Problem to solve => Edit the listing below so that "white trim" becomes "painted molding" wherever it occurs, keeping every other character the same.

Record excerpts =>
───
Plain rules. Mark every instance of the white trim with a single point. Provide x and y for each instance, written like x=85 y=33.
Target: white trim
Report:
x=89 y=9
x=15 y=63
───
The response =>
Plain rules. Mark every instance of the painted molding with a single point. Provide x and y for each instance, written like x=85 y=33.
Target: painted molding
Report:
x=89 y=9
x=15 y=63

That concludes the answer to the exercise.